### DATA SECTION

•••

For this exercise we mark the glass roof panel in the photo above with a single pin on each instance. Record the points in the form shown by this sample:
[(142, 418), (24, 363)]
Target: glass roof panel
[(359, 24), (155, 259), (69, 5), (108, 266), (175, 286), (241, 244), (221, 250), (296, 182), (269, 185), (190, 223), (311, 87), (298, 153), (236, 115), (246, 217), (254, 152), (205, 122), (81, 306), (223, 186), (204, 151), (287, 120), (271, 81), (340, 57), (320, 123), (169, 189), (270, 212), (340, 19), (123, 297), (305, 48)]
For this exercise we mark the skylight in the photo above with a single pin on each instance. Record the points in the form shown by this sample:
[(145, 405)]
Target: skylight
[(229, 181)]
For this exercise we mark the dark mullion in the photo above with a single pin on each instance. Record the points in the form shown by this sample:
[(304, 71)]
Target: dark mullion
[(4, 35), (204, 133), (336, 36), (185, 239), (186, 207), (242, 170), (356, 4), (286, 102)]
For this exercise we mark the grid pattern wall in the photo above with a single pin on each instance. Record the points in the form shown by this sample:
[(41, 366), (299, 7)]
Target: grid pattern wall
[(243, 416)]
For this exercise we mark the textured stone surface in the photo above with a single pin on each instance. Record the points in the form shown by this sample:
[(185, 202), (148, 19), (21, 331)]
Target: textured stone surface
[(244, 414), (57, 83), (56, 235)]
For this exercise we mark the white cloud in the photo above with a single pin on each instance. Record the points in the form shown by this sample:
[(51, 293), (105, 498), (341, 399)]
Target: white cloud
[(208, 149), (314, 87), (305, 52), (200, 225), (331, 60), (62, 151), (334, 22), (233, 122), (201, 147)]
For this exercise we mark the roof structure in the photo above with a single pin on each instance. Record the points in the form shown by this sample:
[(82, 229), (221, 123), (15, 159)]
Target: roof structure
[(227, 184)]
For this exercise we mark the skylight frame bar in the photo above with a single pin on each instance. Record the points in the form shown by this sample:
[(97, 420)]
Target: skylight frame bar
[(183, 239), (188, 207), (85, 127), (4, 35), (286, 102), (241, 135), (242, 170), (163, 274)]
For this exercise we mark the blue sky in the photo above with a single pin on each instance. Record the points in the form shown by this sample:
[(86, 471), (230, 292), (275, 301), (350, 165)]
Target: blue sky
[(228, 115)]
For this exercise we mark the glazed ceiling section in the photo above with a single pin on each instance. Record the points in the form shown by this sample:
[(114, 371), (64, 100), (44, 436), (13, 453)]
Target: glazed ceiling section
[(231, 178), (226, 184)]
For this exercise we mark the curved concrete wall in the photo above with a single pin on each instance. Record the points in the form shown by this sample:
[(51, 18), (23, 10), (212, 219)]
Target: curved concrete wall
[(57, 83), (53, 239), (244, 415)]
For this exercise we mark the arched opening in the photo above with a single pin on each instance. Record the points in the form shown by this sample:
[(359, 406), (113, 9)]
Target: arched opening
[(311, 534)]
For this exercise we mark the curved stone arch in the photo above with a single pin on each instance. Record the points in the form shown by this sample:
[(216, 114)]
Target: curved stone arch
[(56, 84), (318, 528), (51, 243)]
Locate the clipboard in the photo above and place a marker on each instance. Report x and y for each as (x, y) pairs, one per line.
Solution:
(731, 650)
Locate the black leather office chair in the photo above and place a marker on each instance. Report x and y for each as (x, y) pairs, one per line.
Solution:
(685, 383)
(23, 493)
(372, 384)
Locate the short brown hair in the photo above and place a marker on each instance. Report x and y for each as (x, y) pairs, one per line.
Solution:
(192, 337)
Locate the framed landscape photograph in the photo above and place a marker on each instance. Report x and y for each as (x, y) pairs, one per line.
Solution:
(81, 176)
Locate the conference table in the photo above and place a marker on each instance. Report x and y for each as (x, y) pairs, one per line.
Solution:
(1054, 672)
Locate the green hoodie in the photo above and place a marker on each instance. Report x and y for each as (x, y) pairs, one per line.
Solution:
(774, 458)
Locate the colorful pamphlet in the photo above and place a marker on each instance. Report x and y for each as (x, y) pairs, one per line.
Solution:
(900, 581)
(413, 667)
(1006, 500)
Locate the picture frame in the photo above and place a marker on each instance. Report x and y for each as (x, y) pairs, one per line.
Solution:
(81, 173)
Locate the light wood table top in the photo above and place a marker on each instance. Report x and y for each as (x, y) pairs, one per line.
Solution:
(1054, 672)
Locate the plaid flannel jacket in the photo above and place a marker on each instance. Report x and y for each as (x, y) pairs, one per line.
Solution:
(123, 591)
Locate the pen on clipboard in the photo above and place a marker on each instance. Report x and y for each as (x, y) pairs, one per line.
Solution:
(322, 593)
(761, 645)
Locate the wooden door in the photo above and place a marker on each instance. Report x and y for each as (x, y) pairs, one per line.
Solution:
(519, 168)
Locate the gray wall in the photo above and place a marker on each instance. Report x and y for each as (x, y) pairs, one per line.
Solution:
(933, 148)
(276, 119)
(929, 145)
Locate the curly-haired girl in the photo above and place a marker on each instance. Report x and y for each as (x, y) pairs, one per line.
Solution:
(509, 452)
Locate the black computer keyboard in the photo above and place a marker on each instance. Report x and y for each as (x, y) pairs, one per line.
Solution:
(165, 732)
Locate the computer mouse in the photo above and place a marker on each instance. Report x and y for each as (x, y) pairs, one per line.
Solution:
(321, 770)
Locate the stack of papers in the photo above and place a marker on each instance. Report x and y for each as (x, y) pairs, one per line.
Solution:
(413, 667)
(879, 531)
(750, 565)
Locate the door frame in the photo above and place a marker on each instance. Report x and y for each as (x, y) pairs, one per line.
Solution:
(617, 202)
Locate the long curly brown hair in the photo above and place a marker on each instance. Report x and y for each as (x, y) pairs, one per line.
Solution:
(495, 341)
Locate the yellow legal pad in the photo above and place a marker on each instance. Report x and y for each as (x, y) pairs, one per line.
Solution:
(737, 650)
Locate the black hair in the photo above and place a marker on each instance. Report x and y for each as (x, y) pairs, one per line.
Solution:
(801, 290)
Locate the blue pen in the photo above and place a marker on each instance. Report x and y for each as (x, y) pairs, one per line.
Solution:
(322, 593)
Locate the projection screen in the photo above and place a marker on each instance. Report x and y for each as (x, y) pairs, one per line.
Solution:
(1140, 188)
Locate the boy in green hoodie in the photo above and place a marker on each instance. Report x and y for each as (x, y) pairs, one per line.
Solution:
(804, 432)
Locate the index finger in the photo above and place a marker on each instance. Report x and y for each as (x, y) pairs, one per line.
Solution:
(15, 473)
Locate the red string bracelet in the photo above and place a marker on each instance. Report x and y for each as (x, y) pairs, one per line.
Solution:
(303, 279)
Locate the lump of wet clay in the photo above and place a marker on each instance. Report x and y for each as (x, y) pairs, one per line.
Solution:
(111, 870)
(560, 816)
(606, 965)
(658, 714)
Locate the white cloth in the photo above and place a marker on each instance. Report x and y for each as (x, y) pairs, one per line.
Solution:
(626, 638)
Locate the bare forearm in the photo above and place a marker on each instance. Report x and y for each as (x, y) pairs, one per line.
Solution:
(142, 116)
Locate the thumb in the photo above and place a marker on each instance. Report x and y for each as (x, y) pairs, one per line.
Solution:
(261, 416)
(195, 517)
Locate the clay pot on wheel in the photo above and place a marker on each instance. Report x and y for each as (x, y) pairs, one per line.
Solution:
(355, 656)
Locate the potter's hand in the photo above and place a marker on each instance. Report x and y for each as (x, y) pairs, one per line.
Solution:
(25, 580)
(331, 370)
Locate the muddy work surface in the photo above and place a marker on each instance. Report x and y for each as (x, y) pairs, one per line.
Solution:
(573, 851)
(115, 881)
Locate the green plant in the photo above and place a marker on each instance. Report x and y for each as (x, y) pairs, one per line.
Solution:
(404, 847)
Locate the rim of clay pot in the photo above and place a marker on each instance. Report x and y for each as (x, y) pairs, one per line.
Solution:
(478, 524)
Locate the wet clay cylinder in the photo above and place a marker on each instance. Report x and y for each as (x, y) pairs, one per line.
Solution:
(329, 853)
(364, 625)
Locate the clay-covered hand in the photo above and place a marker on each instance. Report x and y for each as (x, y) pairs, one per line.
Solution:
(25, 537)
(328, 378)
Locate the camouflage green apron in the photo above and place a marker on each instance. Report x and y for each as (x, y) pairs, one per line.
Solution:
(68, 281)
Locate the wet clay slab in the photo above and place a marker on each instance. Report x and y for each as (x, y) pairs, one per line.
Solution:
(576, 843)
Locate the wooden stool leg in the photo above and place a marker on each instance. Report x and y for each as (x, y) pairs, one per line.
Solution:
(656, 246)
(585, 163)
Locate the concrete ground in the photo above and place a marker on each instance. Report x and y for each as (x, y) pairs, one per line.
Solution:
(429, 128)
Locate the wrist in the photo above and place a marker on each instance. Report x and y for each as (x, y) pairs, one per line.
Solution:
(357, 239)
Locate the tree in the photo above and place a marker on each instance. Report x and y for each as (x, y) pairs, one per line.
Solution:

•••

### EXERCISE
Return every line above where "computer" appears.

### SOLUTION
Locate the black computer keyboard in the photo above and place a marker on each instance. Report x and y for each as (x, y) pairs, one per line.
Locate the computer mouse in the photo above and place a marker on each instance. Report x and y for each as (x, y) pairs, one per line.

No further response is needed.